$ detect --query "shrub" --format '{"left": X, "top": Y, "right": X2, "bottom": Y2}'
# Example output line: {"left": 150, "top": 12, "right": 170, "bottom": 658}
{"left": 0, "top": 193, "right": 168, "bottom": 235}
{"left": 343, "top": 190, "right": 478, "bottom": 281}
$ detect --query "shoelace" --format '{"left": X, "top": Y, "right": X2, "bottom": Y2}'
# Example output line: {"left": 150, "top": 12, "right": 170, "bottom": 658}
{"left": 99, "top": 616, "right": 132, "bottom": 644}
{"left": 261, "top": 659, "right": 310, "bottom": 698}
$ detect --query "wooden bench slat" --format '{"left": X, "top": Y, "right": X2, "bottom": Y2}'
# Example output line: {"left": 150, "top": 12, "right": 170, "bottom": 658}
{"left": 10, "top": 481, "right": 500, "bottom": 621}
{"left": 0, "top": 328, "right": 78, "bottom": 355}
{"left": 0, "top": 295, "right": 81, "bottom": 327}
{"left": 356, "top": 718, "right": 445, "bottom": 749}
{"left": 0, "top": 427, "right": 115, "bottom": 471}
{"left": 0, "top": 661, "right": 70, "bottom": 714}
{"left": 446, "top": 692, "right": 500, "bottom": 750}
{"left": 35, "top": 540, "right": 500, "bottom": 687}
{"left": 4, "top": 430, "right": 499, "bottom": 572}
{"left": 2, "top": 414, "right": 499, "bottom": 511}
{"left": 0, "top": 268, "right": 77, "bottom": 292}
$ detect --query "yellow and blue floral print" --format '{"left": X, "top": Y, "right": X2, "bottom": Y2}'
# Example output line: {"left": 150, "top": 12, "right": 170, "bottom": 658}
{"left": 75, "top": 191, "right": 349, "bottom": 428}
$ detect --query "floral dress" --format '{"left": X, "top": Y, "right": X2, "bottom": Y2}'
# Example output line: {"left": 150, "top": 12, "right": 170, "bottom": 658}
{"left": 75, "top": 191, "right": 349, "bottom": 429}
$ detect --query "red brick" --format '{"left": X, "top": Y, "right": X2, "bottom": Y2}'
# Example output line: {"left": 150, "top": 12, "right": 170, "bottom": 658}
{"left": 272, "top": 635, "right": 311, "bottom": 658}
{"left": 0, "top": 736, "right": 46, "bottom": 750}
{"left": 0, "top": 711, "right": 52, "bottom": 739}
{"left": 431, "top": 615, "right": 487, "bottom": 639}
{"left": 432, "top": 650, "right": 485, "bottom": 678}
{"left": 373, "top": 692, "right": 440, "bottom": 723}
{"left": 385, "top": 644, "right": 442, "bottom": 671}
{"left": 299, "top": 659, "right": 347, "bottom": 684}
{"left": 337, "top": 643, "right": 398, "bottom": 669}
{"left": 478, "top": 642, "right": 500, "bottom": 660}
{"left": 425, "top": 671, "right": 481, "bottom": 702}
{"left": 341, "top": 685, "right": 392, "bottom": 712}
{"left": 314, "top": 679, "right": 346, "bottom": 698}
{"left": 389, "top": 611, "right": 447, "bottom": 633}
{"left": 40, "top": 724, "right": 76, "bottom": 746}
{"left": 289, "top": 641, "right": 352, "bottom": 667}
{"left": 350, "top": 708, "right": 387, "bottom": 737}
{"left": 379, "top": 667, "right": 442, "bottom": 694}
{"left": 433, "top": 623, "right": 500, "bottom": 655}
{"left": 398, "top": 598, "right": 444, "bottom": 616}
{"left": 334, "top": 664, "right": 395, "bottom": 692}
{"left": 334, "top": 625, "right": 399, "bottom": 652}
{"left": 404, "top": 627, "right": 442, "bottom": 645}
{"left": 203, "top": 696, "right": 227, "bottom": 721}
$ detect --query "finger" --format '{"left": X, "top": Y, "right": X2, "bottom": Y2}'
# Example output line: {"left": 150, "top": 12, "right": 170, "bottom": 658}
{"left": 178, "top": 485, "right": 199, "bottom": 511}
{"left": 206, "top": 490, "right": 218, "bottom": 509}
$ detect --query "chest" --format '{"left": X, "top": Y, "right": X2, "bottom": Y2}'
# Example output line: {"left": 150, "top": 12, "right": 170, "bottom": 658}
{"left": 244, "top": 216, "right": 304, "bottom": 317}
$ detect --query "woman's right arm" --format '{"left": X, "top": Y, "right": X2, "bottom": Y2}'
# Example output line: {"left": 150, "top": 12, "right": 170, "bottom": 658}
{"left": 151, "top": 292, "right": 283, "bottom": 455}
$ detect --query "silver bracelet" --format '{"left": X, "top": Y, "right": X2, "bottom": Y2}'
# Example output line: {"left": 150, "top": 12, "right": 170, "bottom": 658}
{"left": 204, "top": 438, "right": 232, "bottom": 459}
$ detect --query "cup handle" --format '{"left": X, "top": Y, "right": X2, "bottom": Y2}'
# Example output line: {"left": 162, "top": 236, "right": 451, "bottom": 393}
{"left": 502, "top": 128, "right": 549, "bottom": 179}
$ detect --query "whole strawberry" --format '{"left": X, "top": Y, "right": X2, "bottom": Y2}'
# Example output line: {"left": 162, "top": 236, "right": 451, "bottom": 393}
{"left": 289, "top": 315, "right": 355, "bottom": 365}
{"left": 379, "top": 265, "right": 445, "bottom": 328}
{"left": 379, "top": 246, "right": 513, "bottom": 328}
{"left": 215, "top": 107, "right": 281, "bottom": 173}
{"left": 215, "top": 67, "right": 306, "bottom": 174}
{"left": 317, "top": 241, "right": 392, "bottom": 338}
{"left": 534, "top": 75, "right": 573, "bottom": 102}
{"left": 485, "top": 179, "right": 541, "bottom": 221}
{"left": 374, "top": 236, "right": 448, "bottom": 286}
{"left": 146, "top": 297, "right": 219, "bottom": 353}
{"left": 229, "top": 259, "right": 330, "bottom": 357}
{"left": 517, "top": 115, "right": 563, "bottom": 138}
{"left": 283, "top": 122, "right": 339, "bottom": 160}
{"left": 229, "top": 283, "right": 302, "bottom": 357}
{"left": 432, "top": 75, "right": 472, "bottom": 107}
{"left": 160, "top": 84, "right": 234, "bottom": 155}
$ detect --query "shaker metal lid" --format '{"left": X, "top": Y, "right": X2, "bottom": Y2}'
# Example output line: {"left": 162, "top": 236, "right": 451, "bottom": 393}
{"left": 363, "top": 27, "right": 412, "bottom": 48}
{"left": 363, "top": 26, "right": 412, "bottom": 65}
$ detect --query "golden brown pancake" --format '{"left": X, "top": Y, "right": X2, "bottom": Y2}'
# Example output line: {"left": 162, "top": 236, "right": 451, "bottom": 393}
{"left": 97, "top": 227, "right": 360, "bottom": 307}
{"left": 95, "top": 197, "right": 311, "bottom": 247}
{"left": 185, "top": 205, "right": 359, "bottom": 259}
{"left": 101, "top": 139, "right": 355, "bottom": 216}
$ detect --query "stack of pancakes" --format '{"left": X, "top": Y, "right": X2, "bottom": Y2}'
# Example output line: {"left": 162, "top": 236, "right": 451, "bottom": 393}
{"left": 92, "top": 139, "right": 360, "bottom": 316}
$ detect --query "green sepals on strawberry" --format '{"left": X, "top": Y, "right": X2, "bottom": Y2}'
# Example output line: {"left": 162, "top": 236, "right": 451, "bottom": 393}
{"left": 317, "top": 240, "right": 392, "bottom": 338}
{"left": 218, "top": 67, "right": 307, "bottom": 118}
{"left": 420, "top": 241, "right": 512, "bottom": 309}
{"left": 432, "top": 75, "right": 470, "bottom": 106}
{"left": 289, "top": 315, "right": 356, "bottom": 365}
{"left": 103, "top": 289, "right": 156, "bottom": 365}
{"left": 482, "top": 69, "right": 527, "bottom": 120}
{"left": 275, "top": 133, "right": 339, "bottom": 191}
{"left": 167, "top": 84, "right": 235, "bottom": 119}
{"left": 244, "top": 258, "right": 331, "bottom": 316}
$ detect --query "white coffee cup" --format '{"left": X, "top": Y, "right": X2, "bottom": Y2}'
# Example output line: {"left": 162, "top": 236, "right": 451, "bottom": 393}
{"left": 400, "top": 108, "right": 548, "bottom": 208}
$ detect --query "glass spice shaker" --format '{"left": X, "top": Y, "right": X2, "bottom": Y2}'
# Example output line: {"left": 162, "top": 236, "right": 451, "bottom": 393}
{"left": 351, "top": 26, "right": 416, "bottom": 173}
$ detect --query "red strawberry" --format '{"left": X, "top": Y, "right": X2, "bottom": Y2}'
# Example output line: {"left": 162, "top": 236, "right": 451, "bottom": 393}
-------------------------
• The problem: In the records above, find each line that holds the word "floral"; copy all such lines.

• Response area:
$ detect --query "yellow and blue floral print" --format '{"left": X, "top": Y, "right": X2, "bottom": Y2}'
$ detect --query "floral dress" --format '{"left": X, "top": Y, "right": X2, "bottom": Y2}'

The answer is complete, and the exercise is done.